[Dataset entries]
—————
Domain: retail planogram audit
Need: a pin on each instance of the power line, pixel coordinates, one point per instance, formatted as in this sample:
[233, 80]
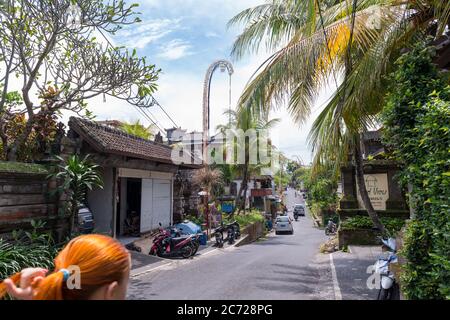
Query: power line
[150, 102]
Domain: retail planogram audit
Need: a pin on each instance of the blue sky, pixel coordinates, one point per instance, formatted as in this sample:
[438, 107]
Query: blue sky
[183, 37]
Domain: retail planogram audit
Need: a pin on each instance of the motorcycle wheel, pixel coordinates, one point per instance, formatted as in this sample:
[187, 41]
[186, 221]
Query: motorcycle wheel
[187, 251]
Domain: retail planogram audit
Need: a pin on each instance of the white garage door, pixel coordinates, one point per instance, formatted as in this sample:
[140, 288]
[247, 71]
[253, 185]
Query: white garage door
[147, 205]
[155, 204]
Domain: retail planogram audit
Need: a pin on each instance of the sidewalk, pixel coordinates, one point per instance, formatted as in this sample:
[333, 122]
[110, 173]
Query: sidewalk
[351, 271]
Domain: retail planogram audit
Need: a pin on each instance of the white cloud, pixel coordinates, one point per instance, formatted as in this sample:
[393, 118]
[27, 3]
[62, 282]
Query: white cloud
[175, 49]
[211, 35]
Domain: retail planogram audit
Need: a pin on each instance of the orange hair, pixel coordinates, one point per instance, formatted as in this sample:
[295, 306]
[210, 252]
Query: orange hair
[101, 259]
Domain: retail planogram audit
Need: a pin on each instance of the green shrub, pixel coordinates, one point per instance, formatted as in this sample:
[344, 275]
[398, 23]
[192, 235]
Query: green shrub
[247, 219]
[27, 249]
[417, 127]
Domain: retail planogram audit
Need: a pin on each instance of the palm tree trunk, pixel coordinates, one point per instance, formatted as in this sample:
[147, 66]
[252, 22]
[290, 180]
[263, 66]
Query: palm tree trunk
[362, 187]
[241, 194]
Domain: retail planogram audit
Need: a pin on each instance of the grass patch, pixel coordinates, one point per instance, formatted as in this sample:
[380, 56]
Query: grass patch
[21, 167]
[393, 225]
[247, 219]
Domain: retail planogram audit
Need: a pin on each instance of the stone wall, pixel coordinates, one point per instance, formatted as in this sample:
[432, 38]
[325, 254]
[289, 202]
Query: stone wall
[25, 196]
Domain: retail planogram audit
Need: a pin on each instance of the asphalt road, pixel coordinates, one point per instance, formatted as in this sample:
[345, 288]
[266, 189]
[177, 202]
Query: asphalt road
[279, 267]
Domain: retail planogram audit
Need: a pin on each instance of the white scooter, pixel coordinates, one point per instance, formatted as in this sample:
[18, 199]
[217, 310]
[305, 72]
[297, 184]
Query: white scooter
[389, 289]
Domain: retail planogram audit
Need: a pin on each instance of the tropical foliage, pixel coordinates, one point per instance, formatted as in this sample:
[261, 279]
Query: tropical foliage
[27, 249]
[417, 128]
[242, 121]
[247, 219]
[393, 225]
[351, 44]
[64, 63]
[76, 176]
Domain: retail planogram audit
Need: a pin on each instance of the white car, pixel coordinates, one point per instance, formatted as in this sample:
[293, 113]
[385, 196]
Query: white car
[283, 224]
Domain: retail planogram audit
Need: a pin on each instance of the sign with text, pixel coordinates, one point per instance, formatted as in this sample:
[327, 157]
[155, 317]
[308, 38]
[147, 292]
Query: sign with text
[378, 189]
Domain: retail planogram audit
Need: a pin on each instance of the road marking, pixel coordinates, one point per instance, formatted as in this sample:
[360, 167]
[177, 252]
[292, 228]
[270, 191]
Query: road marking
[337, 290]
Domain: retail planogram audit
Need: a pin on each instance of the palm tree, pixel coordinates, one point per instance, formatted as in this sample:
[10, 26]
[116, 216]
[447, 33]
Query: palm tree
[350, 43]
[137, 129]
[246, 119]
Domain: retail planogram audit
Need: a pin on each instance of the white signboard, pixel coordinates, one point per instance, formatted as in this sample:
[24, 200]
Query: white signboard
[377, 187]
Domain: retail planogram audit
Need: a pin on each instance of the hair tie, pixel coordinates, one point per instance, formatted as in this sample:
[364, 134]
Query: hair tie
[66, 274]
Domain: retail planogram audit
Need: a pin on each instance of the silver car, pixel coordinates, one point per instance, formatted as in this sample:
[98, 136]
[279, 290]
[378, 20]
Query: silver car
[283, 224]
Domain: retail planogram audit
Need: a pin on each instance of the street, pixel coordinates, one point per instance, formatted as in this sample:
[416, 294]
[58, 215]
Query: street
[278, 267]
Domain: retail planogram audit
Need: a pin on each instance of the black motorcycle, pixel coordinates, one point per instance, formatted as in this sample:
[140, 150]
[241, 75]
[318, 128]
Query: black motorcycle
[178, 233]
[331, 228]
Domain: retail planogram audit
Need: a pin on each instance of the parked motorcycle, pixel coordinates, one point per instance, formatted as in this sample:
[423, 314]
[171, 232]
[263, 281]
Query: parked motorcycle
[218, 235]
[237, 229]
[331, 228]
[176, 233]
[164, 245]
[389, 289]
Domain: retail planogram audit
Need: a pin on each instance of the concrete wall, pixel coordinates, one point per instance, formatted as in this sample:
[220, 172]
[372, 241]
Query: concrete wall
[100, 202]
[25, 197]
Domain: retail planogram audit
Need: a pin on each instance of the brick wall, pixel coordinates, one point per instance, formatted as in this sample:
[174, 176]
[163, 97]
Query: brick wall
[25, 197]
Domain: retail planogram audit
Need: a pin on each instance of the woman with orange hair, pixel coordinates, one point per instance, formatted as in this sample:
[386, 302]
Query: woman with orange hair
[100, 263]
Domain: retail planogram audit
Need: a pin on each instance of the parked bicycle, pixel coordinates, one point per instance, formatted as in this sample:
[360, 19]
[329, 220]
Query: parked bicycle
[389, 289]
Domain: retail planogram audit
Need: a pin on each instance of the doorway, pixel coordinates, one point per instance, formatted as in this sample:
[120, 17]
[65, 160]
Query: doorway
[130, 191]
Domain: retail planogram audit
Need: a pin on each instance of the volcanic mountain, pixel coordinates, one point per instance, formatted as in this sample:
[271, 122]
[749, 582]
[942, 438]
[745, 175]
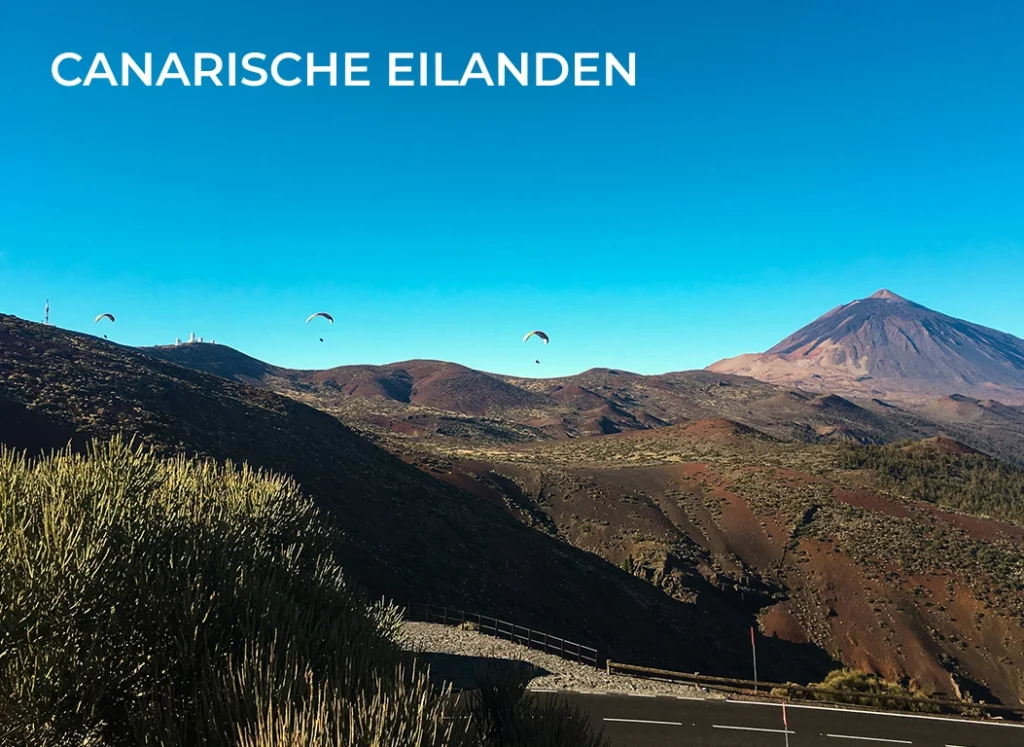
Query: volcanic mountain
[888, 345]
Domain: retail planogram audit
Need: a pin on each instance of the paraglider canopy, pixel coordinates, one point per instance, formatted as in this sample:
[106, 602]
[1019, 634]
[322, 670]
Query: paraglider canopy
[325, 315]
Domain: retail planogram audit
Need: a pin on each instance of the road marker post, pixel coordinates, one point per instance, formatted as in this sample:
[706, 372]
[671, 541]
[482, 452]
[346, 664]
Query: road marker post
[754, 650]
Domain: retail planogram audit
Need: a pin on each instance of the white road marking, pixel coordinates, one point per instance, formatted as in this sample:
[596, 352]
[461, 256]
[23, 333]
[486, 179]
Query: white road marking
[752, 729]
[954, 719]
[868, 739]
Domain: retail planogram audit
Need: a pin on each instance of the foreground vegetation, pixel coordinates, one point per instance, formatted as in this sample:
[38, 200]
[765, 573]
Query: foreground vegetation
[178, 603]
[857, 688]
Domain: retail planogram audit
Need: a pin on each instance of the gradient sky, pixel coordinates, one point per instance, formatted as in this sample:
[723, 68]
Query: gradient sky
[774, 160]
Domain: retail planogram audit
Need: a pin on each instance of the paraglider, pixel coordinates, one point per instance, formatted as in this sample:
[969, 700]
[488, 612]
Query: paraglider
[325, 315]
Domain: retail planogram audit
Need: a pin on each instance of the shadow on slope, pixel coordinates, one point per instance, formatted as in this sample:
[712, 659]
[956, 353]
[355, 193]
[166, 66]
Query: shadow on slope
[406, 534]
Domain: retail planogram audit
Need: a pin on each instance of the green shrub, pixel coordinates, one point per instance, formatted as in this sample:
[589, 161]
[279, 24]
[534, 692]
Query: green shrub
[856, 688]
[503, 714]
[181, 604]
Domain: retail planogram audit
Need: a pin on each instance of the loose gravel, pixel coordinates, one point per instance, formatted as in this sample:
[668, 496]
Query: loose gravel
[455, 655]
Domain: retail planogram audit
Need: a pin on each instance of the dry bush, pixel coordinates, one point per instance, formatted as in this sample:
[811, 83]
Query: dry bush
[177, 604]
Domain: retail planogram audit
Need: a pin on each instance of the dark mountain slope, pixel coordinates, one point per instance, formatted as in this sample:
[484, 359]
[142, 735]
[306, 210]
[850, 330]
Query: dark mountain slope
[406, 535]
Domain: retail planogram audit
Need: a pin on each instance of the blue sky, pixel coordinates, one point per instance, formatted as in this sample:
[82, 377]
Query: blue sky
[774, 160]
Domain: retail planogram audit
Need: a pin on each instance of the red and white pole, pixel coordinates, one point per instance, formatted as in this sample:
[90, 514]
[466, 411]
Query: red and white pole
[754, 651]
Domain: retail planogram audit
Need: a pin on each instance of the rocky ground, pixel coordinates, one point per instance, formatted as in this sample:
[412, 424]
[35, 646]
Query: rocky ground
[456, 655]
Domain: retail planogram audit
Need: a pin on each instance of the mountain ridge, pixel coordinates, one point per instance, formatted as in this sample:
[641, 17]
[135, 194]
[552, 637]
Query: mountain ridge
[888, 345]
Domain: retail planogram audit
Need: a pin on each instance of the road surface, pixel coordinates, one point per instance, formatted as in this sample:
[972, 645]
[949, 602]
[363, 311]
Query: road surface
[648, 721]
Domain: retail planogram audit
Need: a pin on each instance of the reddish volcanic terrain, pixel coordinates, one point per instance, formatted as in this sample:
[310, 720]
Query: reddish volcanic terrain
[819, 551]
[887, 345]
[860, 513]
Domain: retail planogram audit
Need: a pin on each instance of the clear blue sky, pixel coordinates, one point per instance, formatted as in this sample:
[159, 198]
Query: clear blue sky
[774, 160]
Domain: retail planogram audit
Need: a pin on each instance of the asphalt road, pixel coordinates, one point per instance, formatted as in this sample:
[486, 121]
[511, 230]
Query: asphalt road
[644, 721]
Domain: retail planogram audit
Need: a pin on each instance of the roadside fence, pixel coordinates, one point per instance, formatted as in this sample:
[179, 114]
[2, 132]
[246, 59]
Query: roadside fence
[425, 612]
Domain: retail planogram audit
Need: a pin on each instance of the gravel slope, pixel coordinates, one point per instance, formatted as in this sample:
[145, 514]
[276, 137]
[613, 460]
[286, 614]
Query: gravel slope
[455, 655]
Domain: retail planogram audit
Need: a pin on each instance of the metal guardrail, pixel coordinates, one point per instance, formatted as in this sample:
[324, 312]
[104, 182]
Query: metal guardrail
[764, 690]
[504, 629]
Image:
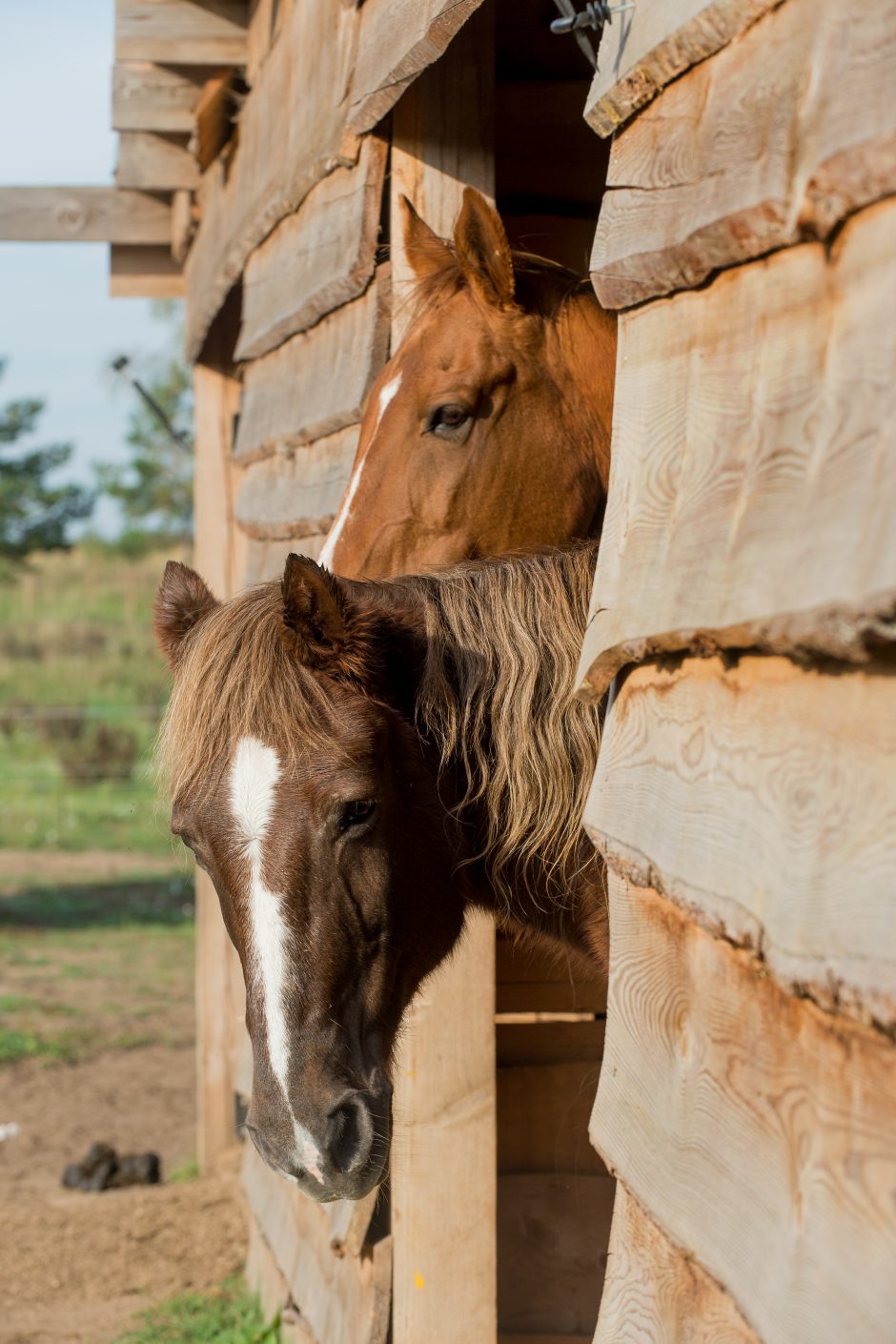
—————
_Your goal_. Each line from the beginning of the entries up to and including the one containing "Need: a pin on each instance of the orange" must be restated exactly. Pictures are to be left out.

_Response below_.
Domain: retail planogram audit
Need: a pin on each instance of the power line, pixel coordinates, one point per instance, formatted as in this sample:
[233, 80]
Query: power line
[150, 102]
Domain: retail planogram audit
Need: a pin on each instance of the blue sky, pixel coordinates, one point per instance, formatted as in this sample:
[438, 107]
Query: blue sky
[183, 37]
Domain: retail planogram audit
Need: a pin on each instance of the motorcycle wheel, pixel coordinates, one point per instance, formatted as in this sample:
[187, 41]
[186, 221]
Query: motorcycle wheel
[187, 251]
Domain: retail planogram audit
Need: a pin on each instance of the white garage door, pixel coordinates, one point per instance, formatted as in this sample:
[140, 288]
[247, 71]
[253, 185]
Query: white garage door
[147, 205]
[155, 204]
Domain: retail planogram audit
Need: a pin on each instance of the sidewalk, pixel coordinates, one point per instance, formatted as in this sample:
[333, 122]
[110, 173]
Query: sidewalk
[351, 271]
Domain: retail planogram audit
Need: a pin on each instance of the white cloud, pixel coordinates, one point per instance, formatted as in this sample:
[393, 118]
[27, 3]
[62, 282]
Query: white cloud
[175, 49]
[211, 35]
Domain: retail planogram audit
Need: a pin on each instance of the orange hair, pixel coordinates, one point per instance, formatted as in this sample:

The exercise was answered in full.